TEXT SHOWN
◇ ◇ ◇ ◇ ◇ ◇ ◇
The first signs that the spark had reached the powder keg came during the summer, when it was evident that there would be more defaults on subprime loans than had been feared earlier. Two hedge funds tied to the US investment bank Bear Stearns were among the first to be affected. The funds had borrowed money which was then invested in structured credit instruments linked to securitised subprime loans. When the financiers wanted to pull out, the funds were forced to sell their assets. However, they were not successful as suspicions against subprime loans had increased and the funds collapsed with substantial losses. At around the same time the credit rating agencies began downgrading credit instruments containing subprime loans. As the ratings have set the tone for how the instruments are assessed, the downgradings have meant that the financial markets more or less lost confidence in anything that might contain subprime loans.
 

Finally the banks were also affected

But it was not only hedge funds that had invested in subprime loans. The banks’ investment companies had also done so to a great extent. The buyers of the investment companies’ certificates are usually risk averse investors who are choosing between buying short government securities and corporate certificates. When it became clear, or even when there was reason to suspect, that subprime loans were among the investment companies' assets, the demand for certificates fell drastically. Investors instead chose to buy short government securities, which meant that interest rates on these fell. One could say that the investment companies suffered a classic bank run. The parent banks were now forced to fulfil the liquidity guarantees they had made earlier. At the end of July the German bank IKB announced that it had suffered major losses through an investment company that had invested in subprime loans. Some weeks later another German bank, Sachsen Landesbank, experienced similar problems.
◇ ◇ ◇ ◇ ◇ ◇ ◇
DATASET SECTION
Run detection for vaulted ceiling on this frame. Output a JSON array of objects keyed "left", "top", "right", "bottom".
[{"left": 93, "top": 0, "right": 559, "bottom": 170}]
◇ ◇ ◇ ◇ ◇ ◇ ◇
EXERCISE OBJECTIVE
According to the text about the subprime loan crisis, which German bank announced at the end of July that it had suffered major losses through an investment company? Draw only on the text about the subprime loan crisis, not on the lines.

REPLY TO THE EXERCISE
IKB